**What to produce**: Convert the records, from the start up to and including the line that contains "[381,220,500,281]", into a two-column CSV with the headers request and answer. Give one row per request, with its text and its answer each in a single quoted field and every line break replaced by a space.

Detection annotation records
□ □ □ □ □

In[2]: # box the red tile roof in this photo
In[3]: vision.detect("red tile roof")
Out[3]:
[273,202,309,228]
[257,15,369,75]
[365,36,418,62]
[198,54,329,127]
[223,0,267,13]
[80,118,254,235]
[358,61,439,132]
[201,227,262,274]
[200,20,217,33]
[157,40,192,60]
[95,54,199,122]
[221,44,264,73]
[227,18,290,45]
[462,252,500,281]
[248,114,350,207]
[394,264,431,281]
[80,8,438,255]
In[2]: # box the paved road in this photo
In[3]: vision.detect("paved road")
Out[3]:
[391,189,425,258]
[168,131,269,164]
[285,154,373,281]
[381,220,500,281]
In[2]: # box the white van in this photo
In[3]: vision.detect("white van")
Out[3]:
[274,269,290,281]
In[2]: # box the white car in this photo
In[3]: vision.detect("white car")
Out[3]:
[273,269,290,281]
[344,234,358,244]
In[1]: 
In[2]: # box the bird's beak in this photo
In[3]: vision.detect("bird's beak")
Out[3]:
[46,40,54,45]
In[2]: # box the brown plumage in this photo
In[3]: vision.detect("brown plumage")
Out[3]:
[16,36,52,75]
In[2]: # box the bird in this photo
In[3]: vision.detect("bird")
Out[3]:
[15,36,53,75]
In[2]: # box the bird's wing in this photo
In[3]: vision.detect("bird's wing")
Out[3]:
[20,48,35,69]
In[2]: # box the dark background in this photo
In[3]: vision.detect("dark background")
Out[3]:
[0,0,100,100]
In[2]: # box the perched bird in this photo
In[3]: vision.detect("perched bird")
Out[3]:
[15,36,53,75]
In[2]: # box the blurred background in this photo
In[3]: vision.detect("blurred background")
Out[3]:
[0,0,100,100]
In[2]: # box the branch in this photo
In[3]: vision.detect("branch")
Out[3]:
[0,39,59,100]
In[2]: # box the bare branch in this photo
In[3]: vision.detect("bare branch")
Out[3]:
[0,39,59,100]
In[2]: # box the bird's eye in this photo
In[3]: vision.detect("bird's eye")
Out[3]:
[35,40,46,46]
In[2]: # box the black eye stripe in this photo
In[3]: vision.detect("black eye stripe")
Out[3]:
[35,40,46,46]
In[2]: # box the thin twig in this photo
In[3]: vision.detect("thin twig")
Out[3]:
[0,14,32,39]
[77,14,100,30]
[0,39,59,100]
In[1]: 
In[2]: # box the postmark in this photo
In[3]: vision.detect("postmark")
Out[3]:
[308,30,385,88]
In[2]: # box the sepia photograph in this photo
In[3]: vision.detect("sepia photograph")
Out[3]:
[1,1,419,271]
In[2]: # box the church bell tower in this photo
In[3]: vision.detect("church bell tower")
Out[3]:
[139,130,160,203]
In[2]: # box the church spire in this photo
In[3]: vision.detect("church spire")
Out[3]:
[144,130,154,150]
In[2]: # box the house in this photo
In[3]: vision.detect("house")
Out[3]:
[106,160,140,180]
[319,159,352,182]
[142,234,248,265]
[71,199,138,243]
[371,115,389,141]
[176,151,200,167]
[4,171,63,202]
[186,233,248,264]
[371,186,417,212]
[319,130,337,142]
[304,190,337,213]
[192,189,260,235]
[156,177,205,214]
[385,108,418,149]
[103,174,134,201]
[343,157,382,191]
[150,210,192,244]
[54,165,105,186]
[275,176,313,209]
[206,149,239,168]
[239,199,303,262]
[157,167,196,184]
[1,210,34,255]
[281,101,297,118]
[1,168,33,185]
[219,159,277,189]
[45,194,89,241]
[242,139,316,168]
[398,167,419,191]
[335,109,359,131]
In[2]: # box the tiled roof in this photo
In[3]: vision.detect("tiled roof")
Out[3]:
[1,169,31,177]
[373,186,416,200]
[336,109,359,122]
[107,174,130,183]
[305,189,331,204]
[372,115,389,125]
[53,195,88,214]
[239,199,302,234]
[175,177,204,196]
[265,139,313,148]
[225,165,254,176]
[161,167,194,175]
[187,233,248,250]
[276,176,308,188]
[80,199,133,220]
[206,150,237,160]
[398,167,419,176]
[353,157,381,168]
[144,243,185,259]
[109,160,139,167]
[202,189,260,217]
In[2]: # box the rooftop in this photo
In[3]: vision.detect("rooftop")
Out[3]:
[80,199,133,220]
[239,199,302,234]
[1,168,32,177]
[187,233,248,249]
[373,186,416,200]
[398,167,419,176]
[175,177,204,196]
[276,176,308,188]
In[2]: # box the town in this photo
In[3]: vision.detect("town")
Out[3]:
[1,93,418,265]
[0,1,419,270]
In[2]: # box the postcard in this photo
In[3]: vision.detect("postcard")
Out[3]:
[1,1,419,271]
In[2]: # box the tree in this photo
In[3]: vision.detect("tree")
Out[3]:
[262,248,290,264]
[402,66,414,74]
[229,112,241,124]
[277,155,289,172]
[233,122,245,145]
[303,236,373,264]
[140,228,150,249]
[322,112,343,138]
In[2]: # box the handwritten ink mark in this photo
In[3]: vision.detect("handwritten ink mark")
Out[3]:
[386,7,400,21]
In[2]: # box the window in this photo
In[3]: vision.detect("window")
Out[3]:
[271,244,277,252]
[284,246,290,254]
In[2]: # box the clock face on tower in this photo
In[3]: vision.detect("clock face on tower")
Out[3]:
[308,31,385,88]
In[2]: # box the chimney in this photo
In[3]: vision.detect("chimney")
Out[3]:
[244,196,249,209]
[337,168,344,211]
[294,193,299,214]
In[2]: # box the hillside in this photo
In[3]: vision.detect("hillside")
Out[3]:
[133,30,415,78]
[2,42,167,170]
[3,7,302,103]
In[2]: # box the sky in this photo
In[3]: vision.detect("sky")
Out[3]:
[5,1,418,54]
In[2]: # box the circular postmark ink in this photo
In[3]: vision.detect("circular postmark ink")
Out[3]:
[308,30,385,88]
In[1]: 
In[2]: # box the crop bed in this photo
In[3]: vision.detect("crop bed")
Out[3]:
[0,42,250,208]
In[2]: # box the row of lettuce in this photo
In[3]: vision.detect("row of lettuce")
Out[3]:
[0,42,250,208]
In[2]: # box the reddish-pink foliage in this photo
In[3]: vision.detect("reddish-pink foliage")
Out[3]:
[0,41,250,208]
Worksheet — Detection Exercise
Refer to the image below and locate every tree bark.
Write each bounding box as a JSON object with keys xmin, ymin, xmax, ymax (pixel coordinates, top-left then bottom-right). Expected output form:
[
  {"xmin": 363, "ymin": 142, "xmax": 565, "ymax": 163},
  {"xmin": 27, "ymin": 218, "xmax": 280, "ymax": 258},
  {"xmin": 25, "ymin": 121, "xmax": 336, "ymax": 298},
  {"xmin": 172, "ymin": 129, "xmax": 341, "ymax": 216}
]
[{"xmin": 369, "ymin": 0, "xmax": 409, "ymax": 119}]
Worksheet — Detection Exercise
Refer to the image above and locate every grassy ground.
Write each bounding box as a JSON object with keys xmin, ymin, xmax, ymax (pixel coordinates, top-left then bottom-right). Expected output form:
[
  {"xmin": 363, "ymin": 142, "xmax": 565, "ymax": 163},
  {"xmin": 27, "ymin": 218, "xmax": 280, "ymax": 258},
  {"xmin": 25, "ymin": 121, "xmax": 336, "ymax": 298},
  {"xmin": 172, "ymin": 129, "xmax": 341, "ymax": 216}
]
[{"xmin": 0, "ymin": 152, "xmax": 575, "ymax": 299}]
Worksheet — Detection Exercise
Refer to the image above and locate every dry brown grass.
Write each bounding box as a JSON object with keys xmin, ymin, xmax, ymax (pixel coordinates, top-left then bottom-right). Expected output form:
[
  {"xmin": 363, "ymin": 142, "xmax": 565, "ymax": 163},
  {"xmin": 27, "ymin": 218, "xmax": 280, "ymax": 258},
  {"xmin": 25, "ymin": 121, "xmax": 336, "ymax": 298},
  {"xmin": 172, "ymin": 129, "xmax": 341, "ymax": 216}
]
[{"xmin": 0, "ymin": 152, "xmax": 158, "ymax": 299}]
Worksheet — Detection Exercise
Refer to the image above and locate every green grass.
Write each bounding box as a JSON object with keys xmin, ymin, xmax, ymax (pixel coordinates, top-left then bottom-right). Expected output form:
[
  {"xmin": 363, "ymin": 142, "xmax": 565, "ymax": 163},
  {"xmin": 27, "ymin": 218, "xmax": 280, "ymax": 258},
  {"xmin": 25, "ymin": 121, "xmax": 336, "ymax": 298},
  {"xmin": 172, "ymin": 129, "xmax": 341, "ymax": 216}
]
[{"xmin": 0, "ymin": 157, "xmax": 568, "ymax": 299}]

□ □ □ □ □

**Answer to the exercise**:
request,answer
"In[2]: # box the red tile roof in this photo In[3]: vision.detect(""red tile roof"") Out[3]:","[273,202,309,228] [257,15,369,75] [365,36,418,62] [198,54,329,127] [223,0,267,13] [80,118,254,235] [358,61,439,132] [201,227,262,274] [200,20,217,33] [157,40,192,60] [95,54,199,122] [221,44,264,73] [227,18,290,45] [462,252,500,281] [248,114,350,207] [394,264,431,281] [80,8,438,255]"
"In[2]: # box the paved road in this photo In[3]: vision.detect(""paved road"") Out[3]:","[391,189,425,258] [168,131,269,164] [285,154,373,281] [381,220,500,281]"